◆ REQUIRED WORK
Each line in these records that contains "segment" counts once. Give the number only.

:: DATA TO PROCESS ::

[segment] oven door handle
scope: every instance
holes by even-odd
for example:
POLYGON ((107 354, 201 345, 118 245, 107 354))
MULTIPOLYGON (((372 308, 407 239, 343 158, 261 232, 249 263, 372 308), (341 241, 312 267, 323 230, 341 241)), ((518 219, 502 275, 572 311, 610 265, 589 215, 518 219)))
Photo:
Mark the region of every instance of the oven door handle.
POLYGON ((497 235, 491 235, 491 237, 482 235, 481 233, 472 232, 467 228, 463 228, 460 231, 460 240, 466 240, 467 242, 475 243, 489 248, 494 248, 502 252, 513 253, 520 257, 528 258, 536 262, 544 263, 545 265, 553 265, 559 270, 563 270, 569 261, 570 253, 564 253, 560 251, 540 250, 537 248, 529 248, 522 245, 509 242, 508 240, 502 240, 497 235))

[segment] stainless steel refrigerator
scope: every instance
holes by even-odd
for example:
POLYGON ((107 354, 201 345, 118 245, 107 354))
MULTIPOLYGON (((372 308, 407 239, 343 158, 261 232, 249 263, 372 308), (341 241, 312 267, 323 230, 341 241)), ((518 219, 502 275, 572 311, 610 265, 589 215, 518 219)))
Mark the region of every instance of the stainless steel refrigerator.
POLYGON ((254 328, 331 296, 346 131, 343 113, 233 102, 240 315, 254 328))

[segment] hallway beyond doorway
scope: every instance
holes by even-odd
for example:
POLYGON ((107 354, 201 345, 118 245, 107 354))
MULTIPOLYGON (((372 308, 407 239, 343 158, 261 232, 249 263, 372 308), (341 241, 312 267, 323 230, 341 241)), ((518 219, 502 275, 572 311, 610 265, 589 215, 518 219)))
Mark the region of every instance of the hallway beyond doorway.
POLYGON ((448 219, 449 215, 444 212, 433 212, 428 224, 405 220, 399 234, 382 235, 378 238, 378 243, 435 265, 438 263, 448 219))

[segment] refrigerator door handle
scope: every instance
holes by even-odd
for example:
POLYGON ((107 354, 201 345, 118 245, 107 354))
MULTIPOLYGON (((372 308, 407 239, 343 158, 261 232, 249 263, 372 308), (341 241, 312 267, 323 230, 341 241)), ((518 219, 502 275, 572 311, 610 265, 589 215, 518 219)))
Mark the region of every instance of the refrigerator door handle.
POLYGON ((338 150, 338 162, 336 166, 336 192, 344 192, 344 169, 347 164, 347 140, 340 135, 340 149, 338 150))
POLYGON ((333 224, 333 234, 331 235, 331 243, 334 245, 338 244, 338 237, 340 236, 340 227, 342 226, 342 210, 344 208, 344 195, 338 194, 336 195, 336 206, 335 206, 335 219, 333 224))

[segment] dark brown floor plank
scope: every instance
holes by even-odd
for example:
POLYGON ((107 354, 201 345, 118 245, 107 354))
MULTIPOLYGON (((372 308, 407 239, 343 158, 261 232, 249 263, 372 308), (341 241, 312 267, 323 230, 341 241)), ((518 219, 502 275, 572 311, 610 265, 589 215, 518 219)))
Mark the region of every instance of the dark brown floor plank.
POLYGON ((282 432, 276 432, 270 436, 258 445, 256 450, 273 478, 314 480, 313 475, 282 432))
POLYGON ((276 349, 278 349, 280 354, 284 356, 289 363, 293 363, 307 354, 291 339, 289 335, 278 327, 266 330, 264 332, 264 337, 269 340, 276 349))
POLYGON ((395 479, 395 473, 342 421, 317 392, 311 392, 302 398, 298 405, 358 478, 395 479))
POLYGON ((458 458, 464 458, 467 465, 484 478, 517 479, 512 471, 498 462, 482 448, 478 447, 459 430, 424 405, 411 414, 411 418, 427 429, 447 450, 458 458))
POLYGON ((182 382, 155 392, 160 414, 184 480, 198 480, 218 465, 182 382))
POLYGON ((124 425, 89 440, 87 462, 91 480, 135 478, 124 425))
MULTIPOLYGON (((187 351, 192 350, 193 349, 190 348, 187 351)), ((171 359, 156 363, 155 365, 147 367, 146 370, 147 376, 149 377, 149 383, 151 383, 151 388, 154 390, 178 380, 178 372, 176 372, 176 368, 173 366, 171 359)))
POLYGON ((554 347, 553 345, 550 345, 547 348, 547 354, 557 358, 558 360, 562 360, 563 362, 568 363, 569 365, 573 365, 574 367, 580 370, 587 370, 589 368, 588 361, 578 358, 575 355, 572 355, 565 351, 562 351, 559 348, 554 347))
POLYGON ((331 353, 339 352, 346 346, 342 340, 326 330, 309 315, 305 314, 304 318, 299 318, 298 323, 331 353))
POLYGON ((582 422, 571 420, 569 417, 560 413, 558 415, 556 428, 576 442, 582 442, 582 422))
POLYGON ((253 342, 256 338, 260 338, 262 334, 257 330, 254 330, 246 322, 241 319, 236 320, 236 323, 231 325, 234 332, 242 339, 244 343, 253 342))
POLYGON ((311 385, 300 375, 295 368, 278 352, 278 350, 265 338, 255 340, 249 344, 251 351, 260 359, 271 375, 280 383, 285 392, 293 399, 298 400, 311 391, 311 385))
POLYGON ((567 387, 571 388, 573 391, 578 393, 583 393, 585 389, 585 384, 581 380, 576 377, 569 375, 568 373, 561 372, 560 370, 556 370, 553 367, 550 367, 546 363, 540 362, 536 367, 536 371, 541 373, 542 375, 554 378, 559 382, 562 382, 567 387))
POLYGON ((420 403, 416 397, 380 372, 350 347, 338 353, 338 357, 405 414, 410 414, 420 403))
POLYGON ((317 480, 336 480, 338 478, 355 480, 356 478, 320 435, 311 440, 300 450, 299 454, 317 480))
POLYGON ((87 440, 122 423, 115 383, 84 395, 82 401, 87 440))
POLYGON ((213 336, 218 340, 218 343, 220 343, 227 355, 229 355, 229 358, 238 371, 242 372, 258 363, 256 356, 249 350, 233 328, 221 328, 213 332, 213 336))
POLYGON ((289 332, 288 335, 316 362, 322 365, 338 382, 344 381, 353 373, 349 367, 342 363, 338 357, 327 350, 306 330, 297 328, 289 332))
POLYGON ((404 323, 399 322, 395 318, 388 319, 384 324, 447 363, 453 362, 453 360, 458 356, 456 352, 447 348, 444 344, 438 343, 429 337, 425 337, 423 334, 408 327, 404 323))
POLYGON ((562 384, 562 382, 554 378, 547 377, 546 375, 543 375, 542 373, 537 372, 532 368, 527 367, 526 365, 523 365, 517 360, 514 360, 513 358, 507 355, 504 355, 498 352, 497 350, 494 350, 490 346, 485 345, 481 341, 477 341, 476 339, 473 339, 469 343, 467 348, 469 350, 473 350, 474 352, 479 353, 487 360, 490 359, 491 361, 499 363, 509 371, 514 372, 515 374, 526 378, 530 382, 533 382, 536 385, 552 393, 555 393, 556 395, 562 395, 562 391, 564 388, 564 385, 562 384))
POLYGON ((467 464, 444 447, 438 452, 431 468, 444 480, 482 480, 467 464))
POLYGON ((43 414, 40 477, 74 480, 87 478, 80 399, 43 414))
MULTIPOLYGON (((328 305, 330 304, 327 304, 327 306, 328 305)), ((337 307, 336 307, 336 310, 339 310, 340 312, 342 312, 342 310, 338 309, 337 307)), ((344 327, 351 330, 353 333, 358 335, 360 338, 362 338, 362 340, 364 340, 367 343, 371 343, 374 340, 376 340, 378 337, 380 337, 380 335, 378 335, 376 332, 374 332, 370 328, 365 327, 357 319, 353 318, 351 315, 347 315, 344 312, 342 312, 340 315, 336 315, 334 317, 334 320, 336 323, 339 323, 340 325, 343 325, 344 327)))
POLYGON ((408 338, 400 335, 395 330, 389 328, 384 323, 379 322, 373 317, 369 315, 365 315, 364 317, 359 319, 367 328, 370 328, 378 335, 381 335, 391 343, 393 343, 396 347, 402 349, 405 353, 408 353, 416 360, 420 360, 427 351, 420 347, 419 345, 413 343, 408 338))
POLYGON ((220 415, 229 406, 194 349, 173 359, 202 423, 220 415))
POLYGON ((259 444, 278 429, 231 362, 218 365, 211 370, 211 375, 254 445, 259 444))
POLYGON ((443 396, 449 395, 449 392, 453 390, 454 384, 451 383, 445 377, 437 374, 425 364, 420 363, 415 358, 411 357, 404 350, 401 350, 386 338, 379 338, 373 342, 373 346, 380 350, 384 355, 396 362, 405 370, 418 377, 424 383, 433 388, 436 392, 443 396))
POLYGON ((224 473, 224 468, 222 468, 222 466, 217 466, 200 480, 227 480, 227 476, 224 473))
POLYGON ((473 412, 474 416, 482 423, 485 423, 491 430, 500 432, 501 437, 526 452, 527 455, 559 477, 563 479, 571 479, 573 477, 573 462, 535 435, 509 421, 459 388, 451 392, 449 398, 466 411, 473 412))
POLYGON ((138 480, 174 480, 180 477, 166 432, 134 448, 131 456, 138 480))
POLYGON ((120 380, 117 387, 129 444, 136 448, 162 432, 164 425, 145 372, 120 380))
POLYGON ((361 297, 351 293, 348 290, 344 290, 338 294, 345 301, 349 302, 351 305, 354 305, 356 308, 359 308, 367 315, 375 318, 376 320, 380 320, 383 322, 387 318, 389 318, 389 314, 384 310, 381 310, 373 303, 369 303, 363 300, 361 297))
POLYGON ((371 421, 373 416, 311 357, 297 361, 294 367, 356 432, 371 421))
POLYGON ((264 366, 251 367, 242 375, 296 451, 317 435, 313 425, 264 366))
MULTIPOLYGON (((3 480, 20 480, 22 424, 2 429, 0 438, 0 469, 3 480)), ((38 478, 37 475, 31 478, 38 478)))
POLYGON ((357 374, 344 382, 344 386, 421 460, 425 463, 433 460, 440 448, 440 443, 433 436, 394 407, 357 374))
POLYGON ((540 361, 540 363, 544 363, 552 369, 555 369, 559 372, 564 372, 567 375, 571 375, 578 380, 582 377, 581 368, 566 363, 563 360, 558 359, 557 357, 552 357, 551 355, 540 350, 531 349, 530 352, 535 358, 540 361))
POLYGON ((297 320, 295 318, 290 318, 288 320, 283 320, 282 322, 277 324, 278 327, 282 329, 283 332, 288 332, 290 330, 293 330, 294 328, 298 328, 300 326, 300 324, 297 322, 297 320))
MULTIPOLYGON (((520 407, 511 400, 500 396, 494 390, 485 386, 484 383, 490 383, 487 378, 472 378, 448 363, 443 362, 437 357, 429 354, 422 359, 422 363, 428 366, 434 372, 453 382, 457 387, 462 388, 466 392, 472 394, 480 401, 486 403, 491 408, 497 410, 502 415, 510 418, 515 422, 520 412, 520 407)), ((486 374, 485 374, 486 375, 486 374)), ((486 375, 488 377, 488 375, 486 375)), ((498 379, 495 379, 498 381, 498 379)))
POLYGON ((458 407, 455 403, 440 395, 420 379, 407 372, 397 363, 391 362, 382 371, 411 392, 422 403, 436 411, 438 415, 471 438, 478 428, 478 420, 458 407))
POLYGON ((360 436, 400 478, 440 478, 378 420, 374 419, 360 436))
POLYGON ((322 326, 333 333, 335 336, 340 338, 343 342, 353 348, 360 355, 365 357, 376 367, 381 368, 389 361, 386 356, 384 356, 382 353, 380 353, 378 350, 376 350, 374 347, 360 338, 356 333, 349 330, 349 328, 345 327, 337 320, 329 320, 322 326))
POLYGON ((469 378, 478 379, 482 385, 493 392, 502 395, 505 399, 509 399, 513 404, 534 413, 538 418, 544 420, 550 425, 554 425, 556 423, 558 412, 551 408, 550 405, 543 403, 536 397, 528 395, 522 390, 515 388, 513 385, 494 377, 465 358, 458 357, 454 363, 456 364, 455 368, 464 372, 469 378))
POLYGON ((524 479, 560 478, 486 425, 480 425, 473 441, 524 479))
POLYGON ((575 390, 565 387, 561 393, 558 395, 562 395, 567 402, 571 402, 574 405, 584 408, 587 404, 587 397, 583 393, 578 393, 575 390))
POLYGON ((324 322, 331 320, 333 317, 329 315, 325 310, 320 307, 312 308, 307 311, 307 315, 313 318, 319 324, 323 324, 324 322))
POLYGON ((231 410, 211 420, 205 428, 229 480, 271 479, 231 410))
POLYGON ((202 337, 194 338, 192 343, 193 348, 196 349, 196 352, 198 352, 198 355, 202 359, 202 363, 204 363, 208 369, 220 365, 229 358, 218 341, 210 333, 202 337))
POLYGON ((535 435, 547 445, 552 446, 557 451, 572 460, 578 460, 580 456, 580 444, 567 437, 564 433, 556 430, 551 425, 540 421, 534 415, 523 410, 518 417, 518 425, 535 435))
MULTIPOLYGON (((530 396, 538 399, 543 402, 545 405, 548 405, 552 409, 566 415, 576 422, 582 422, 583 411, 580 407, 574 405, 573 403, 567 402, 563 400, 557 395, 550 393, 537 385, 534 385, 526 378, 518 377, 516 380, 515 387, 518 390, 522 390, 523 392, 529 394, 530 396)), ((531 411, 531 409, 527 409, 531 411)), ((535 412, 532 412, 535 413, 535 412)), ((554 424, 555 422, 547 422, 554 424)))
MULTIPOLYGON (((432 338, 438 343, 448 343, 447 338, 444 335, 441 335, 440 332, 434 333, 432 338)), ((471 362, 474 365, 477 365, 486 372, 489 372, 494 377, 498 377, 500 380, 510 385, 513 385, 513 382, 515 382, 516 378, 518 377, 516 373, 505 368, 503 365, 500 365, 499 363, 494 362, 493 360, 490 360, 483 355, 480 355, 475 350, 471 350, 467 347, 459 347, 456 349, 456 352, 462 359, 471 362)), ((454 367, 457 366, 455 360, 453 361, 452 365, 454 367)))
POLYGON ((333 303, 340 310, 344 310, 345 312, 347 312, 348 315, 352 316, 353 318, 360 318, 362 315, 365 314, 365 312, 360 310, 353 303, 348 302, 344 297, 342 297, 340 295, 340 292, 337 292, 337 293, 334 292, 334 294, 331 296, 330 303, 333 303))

:::

◆ OUTPUT OF THE EXERCISE
5